**Provided text**
........
3.5 RETURN OF CAPITAL CONTRIBUTIONS. Except as otherwise
provided in this Agreement, no Member shall have any right to demand or receive
(a) any cash or property of the Company in return of its Capital Contribution or
in respect of its Interest until the dissolution of the Company, or (b) any
distribution from the Company-in any form other than cash.
3.6 TRANSFER OF INTEREST. If an Interest is Transferred as
permitted by this Agreement, the Transferee shall succeed to the Capital Account
of the Transferring Member to the extent the Capital Account relates to the
Transferred Interest in accordance with Treas. Reg. Section 1.704-1
(b)(2)(iv)(1).
........
**Source excerpt**
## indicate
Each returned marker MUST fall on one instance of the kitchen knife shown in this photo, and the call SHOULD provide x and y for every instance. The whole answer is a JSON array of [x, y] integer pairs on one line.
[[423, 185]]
........
**Directive**
Summarize the two agreement sections in two sentences.

**Response below**
Unless the Agreement provides otherwise, no Member may demand or receive Company cash or property as a return of its Capital Contribution or for its Interest before the Company dissolves, and no Member may demand or receive a distribution in any form other than cash. When an Interest is Transferred as the Agreement permits, the Transferee takes over the Transferring Member's Capital Account to the extent it relates to the Transferred Interest, in accordance with Treas. Reg. Section 1.704-1(b)(2)(iv)(1).